Copy each line of the records below word for word, keeping every number and line break as it appears.

#### Input material
● ● ●

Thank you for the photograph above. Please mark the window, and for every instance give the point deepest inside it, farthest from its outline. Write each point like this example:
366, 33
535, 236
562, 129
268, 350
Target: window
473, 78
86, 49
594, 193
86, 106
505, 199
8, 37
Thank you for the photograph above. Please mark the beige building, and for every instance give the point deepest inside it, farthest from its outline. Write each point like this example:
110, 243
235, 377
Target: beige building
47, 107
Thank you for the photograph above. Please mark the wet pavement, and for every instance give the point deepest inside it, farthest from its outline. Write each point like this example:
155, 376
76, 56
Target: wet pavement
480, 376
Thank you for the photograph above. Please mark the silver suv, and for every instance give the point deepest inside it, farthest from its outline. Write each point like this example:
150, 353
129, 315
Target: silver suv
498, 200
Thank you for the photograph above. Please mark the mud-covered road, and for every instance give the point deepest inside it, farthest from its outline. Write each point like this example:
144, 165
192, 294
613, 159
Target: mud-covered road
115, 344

● ● ●

#### Reply to the exercise
Thank you for the photograph above. Please mark the window, and for every instance give the point deepest inside it, farthest from its outline. Write each point like this example:
366, 33
535, 236
562, 129
268, 350
Target: window
473, 78
86, 49
594, 193
86, 106
505, 199
8, 37
Thank you for the photograph above. Please mark the beige building, and for every instance give the point deepest inside it, farthest from its outline. Write each point like this example:
110, 243
235, 377
Target: beige building
47, 107
Thank you for the photograph above. Please mark the wet pavement, and for every instance give the point deepest inside it, farthest from its outline. Write each point like this example:
155, 376
76, 56
Target: wet pavement
480, 376
Thank you for the photograph above. Please mark the silver suv, and for every instance give the point deepest inside it, farthest from its outline. Write each point like this example:
150, 353
129, 315
Target: silver suv
498, 200
Thank you for the photograph above. Please mark the mud-covered road, and for every instance give the point deepest inside it, farthest from its outline. Write each point like this example:
144, 165
192, 294
613, 159
Target: mud-covered road
115, 344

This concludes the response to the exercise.